*EXTRAIT*.
□ □ □ □

Bustes des philosophes
Vendredi 07 mars 2025
Rome, seconde moitié du XVIIe siècle


212 dc, Buste de Caracalla, bu H. 60 cm, Museo archeologico Nazionale di Napoli, inv.6033

Lucas Vorsterman d’après Pierre Paul Rubens, Démocrite. Ex marmore antiquo, vers 1638, gravure, 26 × 21 cm, Londres, Wellcome Library, inv. 2450i
École romaine de la seconde moitié du XVIIème siècle
anciennement attribués à Pierre Puget (Français, 1620-1694)
Philosophe
Philosophe âgé
Paire de bustes en bronze à patine brune. Haut. 42,5 cm. et 41 cm.
Sur des piédouches en marbre gris veiné Haut.14,5 cm.
(petits éclats au piédouche du Philosophe)
Provenance : collection privée française.
Autres exemplaires répertoriés :
- anciennement attribué à Pierre Puget, Mars ou buste d’Homme, bronze, Haut. 43,5 Larg. 38,5 Prof. 28 cm, Vienne, Lichtenstein museum, inv. SK1473 ;
- anciennement attribué à Pierre Puget, Vulcain ou Buste d’Homme âgé, bronze, Haut. 42 Larg. 37 Prof. 26 cm, Vienne, Lichtenstein museum, inv. SK1474.
- anciennement attribué à Pierre Puget, Prométhée ou Mars, Haut. 42 Larg. 38 cm, bronze, Saint Pétersbourg, musée de l’Ermitage, inv. H.ck233 ;
- anciennement attribué à Pierre Puget, Vulcain ou buste d’homme âgé, bronze, Haut. 47 Larg. 27 cm, Saint Pétersbourg, musée de l’Ermitage, n°inv.H.ck237.
Littérature en rapport :
- Antonio Giuliano (dir.), E Ghisellini, L.de Lachenal, L Nistza, « Museo nazional romano, Le sculture I », Parte I, Rome, de Luca Editore, 1987-1988 ;
- Bertrand Jestaz (dir.), Michel Hochmann et Philippe Sénéchal, « L’inventaire du palais et des propriétés Farnèse à Rome en 1644 » in « Le Palais Farnèse », t.III-3, Rome, École française de Rome, 1994 ;
- Daniel Katz, "45 years of European Sculpture", London, Daniel Katz Ltd, 2013, p.102-105, notice 34.
- Alexis Kugel, "Les bronzes du prince du Liechtenstein, chefs d’œuvre de la Renaissance et du Baroque", Paris, J.Kugel, 2008, notices 39 et 40, p.113 ;
- Annie Larivée, "Sage vieillard et jeune associé. Réflexions sur la valeur du couple intergénérationnel à partir des Lois de Platon", Cahiers des études anciennes, LV, 2018, p. 161-179 ;
- Thomas Kirchner, "12. Physiognomonie et portrait ", in « Heurs et malheurs du portrait dans la France du XVIIe siècle", trad. par Aude Virey-Wallon, Éditions de la Maison des sciences de l’homme, 2022, [consulté en ligne] https://doi.org/10.4000/books.editionsmsh.54492 ;
- Klaus Herding, "Pierre Puget (1620-1694), catalogue raisonné", Dijon, Faton, 2023, autres exemplaires répertoriés sous les « n°SC-rj67 a » et « SC-rj67 B » et « SC-rj68 B », p.102-103.

□ □ □ □

*DONNÉES FOURNIES*.
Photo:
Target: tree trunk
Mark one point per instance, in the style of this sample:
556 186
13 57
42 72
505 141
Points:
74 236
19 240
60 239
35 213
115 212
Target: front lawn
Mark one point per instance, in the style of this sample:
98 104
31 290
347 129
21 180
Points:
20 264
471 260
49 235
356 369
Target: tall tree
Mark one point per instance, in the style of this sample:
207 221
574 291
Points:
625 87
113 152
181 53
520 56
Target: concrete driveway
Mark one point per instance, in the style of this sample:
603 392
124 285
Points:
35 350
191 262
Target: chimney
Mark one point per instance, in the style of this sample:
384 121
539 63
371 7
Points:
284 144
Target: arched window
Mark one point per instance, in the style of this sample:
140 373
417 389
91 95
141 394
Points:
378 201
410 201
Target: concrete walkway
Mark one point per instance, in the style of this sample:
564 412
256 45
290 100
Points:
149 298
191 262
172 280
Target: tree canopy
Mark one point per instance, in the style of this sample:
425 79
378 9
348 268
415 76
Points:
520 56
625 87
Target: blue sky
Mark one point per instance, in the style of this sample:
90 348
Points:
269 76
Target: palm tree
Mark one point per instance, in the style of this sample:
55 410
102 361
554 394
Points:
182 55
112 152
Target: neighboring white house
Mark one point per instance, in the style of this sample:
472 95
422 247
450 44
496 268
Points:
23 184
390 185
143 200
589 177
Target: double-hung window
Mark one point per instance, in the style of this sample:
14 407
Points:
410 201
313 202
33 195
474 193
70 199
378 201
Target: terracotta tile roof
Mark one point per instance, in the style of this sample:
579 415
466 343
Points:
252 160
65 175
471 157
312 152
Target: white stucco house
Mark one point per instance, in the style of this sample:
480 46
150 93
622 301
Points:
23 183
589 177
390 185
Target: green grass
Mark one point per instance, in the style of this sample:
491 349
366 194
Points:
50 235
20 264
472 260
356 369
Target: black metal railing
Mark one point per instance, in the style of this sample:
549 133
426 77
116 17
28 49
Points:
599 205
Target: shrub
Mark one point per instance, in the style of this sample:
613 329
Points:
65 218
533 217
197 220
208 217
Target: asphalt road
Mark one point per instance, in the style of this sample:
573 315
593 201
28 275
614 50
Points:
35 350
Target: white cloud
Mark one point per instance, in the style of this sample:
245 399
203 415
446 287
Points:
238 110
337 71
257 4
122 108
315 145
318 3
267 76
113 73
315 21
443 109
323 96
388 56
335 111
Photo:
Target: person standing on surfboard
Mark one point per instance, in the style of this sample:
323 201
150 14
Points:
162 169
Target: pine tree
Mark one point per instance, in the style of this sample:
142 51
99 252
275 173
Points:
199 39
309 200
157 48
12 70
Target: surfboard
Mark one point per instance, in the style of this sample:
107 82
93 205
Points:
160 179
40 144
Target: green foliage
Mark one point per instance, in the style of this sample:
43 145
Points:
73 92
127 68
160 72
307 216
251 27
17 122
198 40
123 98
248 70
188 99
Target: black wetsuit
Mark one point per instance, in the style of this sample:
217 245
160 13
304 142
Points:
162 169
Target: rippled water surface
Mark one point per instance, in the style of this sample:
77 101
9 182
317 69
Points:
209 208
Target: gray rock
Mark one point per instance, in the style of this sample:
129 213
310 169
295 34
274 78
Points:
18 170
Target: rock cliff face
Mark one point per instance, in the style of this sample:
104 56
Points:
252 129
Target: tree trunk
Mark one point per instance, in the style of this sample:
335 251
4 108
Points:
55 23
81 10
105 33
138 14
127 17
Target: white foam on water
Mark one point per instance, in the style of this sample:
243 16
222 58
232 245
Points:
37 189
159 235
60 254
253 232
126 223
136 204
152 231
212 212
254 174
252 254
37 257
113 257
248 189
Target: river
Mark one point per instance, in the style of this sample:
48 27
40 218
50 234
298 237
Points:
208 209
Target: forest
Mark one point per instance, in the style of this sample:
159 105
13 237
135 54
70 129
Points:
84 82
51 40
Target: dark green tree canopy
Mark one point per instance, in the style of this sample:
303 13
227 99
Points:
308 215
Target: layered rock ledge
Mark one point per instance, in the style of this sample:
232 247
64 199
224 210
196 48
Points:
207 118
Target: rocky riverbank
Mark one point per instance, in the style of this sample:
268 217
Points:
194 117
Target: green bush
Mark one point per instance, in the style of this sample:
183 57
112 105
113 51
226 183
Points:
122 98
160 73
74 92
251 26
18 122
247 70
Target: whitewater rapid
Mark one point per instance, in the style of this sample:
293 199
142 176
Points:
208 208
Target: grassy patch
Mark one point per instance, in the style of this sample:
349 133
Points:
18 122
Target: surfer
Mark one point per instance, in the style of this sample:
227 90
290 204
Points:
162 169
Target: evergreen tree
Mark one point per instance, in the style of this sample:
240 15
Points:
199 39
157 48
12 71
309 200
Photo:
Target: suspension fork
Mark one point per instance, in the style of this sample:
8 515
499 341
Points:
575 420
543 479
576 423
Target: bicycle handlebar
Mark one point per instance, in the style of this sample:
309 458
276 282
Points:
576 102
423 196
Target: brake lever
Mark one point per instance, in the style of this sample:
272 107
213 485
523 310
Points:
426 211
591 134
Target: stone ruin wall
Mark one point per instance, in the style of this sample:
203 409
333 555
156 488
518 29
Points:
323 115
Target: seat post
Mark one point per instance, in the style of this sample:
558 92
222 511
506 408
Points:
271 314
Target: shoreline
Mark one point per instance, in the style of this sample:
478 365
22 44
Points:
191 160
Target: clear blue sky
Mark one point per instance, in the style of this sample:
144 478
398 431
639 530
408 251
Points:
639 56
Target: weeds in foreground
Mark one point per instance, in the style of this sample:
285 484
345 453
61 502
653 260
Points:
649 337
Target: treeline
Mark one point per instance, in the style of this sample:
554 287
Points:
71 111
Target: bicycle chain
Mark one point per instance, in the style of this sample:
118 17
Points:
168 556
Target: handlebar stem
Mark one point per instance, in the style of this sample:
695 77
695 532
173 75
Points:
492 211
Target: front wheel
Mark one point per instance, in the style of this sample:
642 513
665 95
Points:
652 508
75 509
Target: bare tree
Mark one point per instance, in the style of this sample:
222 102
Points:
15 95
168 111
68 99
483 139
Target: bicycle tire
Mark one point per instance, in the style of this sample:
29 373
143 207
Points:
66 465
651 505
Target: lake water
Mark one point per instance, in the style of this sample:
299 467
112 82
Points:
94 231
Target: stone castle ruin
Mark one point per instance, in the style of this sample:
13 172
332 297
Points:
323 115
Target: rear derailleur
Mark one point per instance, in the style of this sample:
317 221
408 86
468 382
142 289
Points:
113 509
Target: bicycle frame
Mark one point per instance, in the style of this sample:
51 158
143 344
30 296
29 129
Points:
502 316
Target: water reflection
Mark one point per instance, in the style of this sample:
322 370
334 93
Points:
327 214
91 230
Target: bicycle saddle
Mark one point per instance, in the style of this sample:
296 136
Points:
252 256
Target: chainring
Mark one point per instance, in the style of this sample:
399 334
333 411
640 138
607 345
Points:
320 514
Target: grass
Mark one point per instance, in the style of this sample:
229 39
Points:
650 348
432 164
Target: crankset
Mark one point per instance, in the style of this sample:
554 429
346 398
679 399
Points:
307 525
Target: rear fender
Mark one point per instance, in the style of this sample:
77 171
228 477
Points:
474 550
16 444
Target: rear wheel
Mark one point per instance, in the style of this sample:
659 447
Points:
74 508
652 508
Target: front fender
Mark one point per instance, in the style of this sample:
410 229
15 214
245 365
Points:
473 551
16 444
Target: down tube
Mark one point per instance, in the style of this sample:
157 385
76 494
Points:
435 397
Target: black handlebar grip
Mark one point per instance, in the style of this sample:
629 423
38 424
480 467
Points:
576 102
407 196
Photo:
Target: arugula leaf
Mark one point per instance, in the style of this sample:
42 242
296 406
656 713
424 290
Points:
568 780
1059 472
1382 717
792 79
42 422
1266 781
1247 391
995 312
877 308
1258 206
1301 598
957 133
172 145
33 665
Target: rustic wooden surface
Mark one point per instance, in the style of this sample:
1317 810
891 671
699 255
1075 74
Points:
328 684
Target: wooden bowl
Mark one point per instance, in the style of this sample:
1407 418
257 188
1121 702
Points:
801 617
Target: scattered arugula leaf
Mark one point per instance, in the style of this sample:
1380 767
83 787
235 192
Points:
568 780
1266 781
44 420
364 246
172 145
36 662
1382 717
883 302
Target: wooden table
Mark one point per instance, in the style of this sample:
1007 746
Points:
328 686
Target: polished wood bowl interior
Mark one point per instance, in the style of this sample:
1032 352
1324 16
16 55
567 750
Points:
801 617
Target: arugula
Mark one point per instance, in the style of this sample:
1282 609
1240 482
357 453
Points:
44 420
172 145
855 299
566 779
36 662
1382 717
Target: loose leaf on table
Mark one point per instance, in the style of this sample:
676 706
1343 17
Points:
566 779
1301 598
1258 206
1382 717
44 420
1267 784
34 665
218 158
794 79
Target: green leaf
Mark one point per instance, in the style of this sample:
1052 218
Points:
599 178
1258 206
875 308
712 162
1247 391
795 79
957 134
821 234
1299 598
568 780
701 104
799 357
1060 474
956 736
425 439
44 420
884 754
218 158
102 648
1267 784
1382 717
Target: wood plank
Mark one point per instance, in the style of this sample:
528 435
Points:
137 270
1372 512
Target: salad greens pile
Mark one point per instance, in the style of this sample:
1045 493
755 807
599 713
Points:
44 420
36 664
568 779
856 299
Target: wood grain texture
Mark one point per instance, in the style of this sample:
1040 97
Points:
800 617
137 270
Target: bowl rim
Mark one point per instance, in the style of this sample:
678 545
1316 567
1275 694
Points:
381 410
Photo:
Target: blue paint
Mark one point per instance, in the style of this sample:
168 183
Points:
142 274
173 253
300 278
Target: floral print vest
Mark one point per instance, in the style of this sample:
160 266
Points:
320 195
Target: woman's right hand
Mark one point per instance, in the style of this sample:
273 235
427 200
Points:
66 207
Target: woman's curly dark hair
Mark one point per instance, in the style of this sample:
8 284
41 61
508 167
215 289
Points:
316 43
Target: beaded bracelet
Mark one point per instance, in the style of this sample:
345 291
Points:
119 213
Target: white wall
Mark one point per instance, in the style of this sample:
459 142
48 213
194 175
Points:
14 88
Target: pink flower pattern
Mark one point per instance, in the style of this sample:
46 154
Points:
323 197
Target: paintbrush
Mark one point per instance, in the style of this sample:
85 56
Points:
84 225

□ □ □ □

*CONSIGNE*. Recopiez à l'identique le passage de l'extrait qui commence par « 212 dc, Buste » et se termine par « Puget (Français, 1620-1694) ».

*RÉSULTAT*.
212 dc, Buste de Caracalla, bu H. 60 cm, Museo archeologico Nazionale di Napoli, inv.6033

Lucas Vorsterman d’après Pierre Paul Rubens, Démocrite. Ex marmore antiquo, vers 1638, gravure, 26 × 21 cm, Londres, Wellcome Library, inv. 2450i
École romaine de la seconde moitié du XVIIème siècle
anciennement attribués à Pierre Puget (Français, 1620-1694)